Maverick Audio D1 from box is better than Yulong U100?


----------



## Sorbus

Got mine today, seems to work alright! Haven't tested yet with my KRK monitors.


----------



## Talai

Would the TubeMagic D1 be sufficient to drive Mad Dogs?


----------



## VTHokie83

Talai,
  
 First off let me say I have never tried Mad Dogs with either of my two systems, a Maverick D1 or Maverick D2 DAC/Schiit Magni combo (my current setup).
  
 Based on your post, my assumption is that you have the straight "Mad Dogs", and not the "Alpha Dogs". If so (and my assumption is you have the units based on the Fostek T20/40/50RP) then the impedance is 50Ohms. That being the case, then the Maverick D1 is more than adequate to drive the Mad Dogs. Hope this helps.


----------



## azooz

..................


----------



## azooz

TubeMagic _D1 Plus_ DAC
  
  i am going to use it with DT 990 PRO
  
 is It capable of feeding to the fullest ?
  
 Thanks


----------



## VTHokie83

azooz,
  
 First off, I never auditioned the DT990 Pro with the Maverick Audio D1.....so I cannot relate to you a personal listening experience.
  
 The most common DT990 Pro cans have a 250 Ohm impedence, some older units were also a available in 32 Ohm and 600 Ohm versions I believe. The Maverick D1 has the following published power output: 32 Ohm 1000MW, 300 Ohm 500MW, and 600 Ohm 300MW. so it sounds as if the D1 would work  very well with the DT990s.....in fact Byerdynamic's own A2 and A20 headphone amps have these power outputs 100 mW 600Ω,170 mW 250Ω,150 mW 32Ω. I do understand that ability to drive a certain resistance is not the only way to measure an amp, I surmise that the D1 would drive the 990s to deafening levels without distortion.
  
 Before purchasing though, I would contact Ryan at Maverick to get his take on the pairing....I found him to be responsive, helpful, and honest in his responses back to me; one more reason I purchased two units from his company (D1 and D2 DAC). You can contact him at http://www.mav-audio.com/base/product/ask-questions or info@mav-audio.com.
  
Please keep us updated on your progress.


----------



## sweetsuicides

Hi everybody!
  Thanks to everybody for the dedication in making a better world for good audio enthusiasts.
  My question is:
  I read on the beginning of the thread that the DAC section inputs downsamples everything to 16bit 48MHz. Does the D1 PlusEdition still suffer from this? Thank you in advance for your replies!


----------



## VTHokie83

Sweetsuicides, I believe the following is true.....if not please correct me.
  
 The D1 and D1 Plus "upsample" not "downsample".

▶ [Recorded data]
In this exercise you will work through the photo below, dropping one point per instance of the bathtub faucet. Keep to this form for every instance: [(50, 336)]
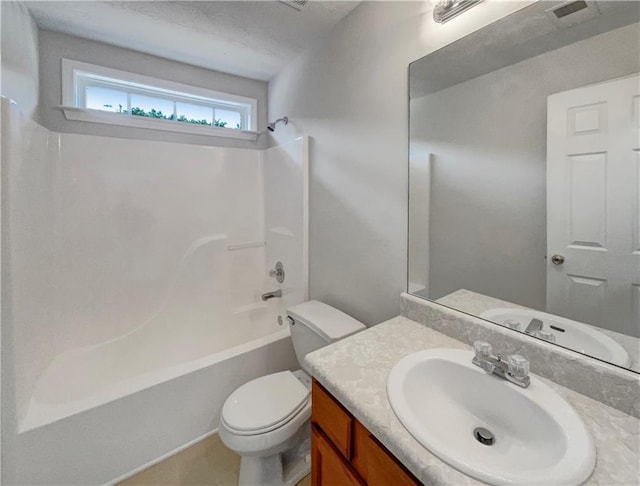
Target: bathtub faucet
[(271, 295)]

▶ [What is asked]
In the Maverick D1 thread, what impedance does VTHokie83 give for the Mad Dogs? Answer from the Maverick D1 thread only, not from the material.

▶ [The completed task]
50 Ohms.